BEGIN Dataset excerpts

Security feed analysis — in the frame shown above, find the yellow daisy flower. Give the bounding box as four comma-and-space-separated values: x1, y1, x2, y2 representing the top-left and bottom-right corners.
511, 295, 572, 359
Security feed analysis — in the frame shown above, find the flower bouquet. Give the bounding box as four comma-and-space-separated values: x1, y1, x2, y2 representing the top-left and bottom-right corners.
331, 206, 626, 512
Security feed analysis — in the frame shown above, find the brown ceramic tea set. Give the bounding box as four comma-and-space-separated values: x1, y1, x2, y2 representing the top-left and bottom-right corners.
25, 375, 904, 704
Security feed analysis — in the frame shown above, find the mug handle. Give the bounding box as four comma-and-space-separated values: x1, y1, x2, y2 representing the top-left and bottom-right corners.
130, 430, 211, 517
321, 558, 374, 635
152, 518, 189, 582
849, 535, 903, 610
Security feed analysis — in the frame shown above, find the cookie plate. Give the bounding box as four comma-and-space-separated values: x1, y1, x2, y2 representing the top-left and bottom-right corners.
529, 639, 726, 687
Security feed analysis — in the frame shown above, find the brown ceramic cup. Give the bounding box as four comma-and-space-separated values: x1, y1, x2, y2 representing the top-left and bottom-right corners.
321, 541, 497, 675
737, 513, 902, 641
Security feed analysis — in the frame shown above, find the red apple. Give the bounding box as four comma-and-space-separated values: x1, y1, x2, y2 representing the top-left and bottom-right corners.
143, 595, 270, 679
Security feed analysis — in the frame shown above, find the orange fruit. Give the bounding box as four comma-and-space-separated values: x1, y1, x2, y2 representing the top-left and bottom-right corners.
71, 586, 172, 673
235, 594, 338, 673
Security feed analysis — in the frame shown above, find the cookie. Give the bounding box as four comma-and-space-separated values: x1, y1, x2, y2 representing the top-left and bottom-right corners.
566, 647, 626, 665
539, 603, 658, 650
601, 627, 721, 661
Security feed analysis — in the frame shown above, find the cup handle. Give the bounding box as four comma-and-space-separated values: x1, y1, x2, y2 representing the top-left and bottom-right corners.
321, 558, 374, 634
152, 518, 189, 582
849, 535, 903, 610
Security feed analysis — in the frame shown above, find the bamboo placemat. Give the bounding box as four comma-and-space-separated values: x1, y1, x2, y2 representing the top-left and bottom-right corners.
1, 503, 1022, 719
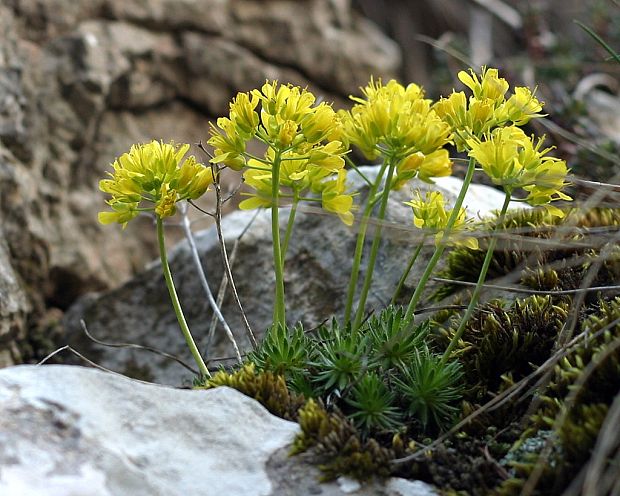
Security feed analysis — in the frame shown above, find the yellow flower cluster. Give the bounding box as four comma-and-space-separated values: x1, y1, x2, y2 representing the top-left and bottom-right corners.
340, 78, 453, 189
404, 191, 478, 249
209, 81, 355, 224
434, 67, 544, 151
240, 148, 354, 225
467, 126, 571, 213
99, 141, 213, 226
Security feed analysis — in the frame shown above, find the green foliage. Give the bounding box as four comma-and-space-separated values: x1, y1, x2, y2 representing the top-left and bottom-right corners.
311, 320, 370, 393
498, 297, 620, 495
393, 348, 463, 430
247, 322, 310, 377
434, 207, 620, 300
366, 307, 429, 370
441, 295, 569, 400
345, 373, 402, 431
242, 307, 464, 437
197, 363, 304, 420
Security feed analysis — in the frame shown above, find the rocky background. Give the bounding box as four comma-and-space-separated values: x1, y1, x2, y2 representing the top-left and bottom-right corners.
0, 0, 401, 367
0, 0, 615, 372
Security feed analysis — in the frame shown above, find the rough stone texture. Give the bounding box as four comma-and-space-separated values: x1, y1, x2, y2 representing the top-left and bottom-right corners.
63, 167, 527, 385
0, 232, 30, 368
0, 364, 436, 495
0, 0, 400, 366
0, 364, 298, 496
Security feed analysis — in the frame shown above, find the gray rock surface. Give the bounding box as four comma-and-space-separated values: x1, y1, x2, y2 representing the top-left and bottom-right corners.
63, 167, 527, 385
0, 0, 400, 365
0, 364, 436, 495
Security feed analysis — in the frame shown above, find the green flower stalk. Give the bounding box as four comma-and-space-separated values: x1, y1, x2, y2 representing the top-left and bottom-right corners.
403, 157, 478, 323
99, 140, 212, 378
404, 66, 569, 323
208, 81, 351, 328
439, 191, 512, 366
352, 156, 397, 330
340, 78, 453, 328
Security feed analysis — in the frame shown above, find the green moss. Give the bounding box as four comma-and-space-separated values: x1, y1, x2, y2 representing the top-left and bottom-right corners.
440, 295, 569, 401
197, 363, 305, 420
292, 398, 408, 481
498, 297, 620, 495
434, 207, 620, 300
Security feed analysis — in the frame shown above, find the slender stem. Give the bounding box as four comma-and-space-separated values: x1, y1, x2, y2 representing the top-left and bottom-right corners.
391, 240, 425, 305
345, 155, 373, 187
439, 191, 512, 366
207, 210, 260, 352
281, 193, 299, 262
344, 160, 389, 323
271, 150, 287, 327
212, 166, 258, 348
179, 202, 242, 364
403, 157, 477, 322
352, 158, 397, 331
156, 216, 210, 378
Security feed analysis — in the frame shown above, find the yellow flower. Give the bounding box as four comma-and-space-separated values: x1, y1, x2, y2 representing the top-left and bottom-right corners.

END Dataset excerpts

### What you are asked to do
Each entry, word for word, belongs in your answer; each picture does not.

### Exercise answer
Security feed analysis — in the frame shown above, find the yellow daisy flower. Give the bounding box as four comma-and-space-separated values: x1, y1, x2, y2 representing the top-left and bottom-right corners.
511, 295, 572, 359
Security feed analysis — in the frame shown above, find the flower bouquet. Give the bounding box as four comma-and-space-separated values: x1, y1, x2, y2 representing the top-left and bottom-right corners.
331, 206, 626, 512
Security feed analysis — in the frame shown above, find the brown ceramic tea set. Give the bounding box as four comma-and-space-separated values: x1, y1, x2, y2 representing the top-left and bottom-right corners.
25, 375, 904, 704
Security feed analysis — in the frame shown above, find the mug handle. Give the bounding box as four comma-and-space-separated values: x1, y1, x2, y2 representing the top-left and bottom-right corners.
130, 430, 211, 517
321, 558, 374, 635
152, 518, 189, 582
849, 535, 903, 610
Security feed analysis — in the frame shown above, find the cookie plate. Give the bounding box as four comma-and-space-separated values: x1, y1, x2, y2 representing the top-left and bottom-right corners.
529, 639, 726, 687
Security feed analysis — in the frame shown above, find the brown ceramic cup. Give the bounding box as four comma-and-space-separated values: x1, y1, x2, y2 representing the top-left and bottom-right corners.
321, 541, 497, 675
737, 513, 902, 641
Security feed analysis — in the frame shown above, find the red apple. Give the bounding box as four comma-and-space-separated values: x1, y1, x2, y2 representing the top-left and bottom-right corners.
143, 595, 270, 679
Security feed analysis — in the frame shown above, find the orange fruit. Give the bounding box as four comma-and-space-separated values: x1, y1, x2, y2 representing the top-left and bottom-right corners.
71, 586, 172, 673
235, 594, 338, 673
Security feed analysis — in the frame shown above, find the cookie. Give the bounding box as four comma-and-space-separated values: x1, y1, x2, y2 representing the top-left and bottom-right corners.
566, 647, 626, 665
539, 603, 658, 650
601, 627, 721, 661
Security feed analysis — in the frame shown above, find the cup handle. Give the bounding box as four comma-and-space-separated values: x1, y1, x2, y2 representing the top-left and bottom-right corners.
321, 558, 374, 634
152, 518, 189, 582
849, 535, 903, 610
Security feed analysis — in the frame shown above, find the bamboo placemat. Give the bounding box as four comma-and-space-separated values: x1, y1, x2, y2 representing the top-left and bottom-right corners.
1, 503, 1022, 719
Security feed analysis — in the frame shown above, find the yellow flower cluster. Give the bounding box as four comma-and-space-separated values: x1, y1, x2, y2 representing the top-left and bottom-right corners.
340, 78, 453, 189
404, 191, 478, 249
209, 81, 355, 224
434, 67, 544, 151
240, 148, 354, 225
467, 126, 571, 213
99, 141, 213, 226
Security feed analysis — in the frame shown above, find the green foliage. Give the bounding box as four comma-and-space-separated values: x1, y1, x2, y2 representing the top-left and bottom-right corners.
311, 320, 370, 393
498, 297, 620, 495
393, 348, 463, 430
247, 322, 310, 377
434, 207, 620, 300
366, 307, 429, 370
441, 295, 569, 400
345, 373, 402, 431
242, 307, 464, 437
197, 363, 304, 420
Security feed analysis — in the frame shown above, find the rocky background. Give the bounding box as four comma-and-space-separated values: x1, y1, x2, y2 representing the top-left and bottom-right corners.
0, 0, 401, 367
0, 0, 615, 372
Security feed analysis — in the frame shown above, find the rough stone texture. Give the bounding box as four comma-and-space-separated values: x1, y1, x2, y2 representing the top-left and bottom-right corners.
63, 167, 527, 385
0, 232, 30, 368
0, 364, 436, 495
0, 0, 400, 366
0, 364, 298, 496
Security feed analysis — in the frame shown above, find the gray rock surface. Give the bounding box as four comma-and-space-separated values: x1, y1, x2, y2 representing the top-left and bottom-right corners.
63, 167, 527, 385
0, 0, 400, 365
0, 364, 436, 495
Security feed analysis — in the frame shown above, find the green flower stalk. Give the bounding box as four comma-and-space-separated values: x1, y1, x2, y2 representing the top-left and bottom-right corners.
403, 157, 478, 323
99, 140, 212, 378
404, 66, 569, 323
208, 81, 351, 328
439, 191, 512, 366
352, 156, 397, 330
340, 78, 453, 328
Security feed analysis — in the frame shown above, find the green moss. Give the bounding box as four comma-and-space-separated values: x1, y1, x2, y2 representing the top-left and bottom-right corners.
440, 295, 569, 401
197, 363, 305, 420
292, 398, 408, 481
498, 297, 620, 495
434, 207, 620, 300
Security feed analysis — in the frame shown above, find the slender stem. Give the bounding box as four comma-and-space-separated values: x1, y1, x2, y2 representing the top-left and bottom-right corners.
391, 240, 425, 305
345, 155, 373, 187
439, 191, 512, 366
207, 210, 260, 352
281, 193, 299, 262
344, 160, 389, 323
271, 150, 287, 327
212, 166, 258, 348
179, 202, 242, 364
403, 157, 477, 322
352, 158, 397, 331
156, 216, 210, 378
Security feed analysis — in the frame shown above, find the yellow flower. Give the bounding box as four comma-and-space-separated values: x1, y1, x2, y2 representing the top-left and bottom-right corners.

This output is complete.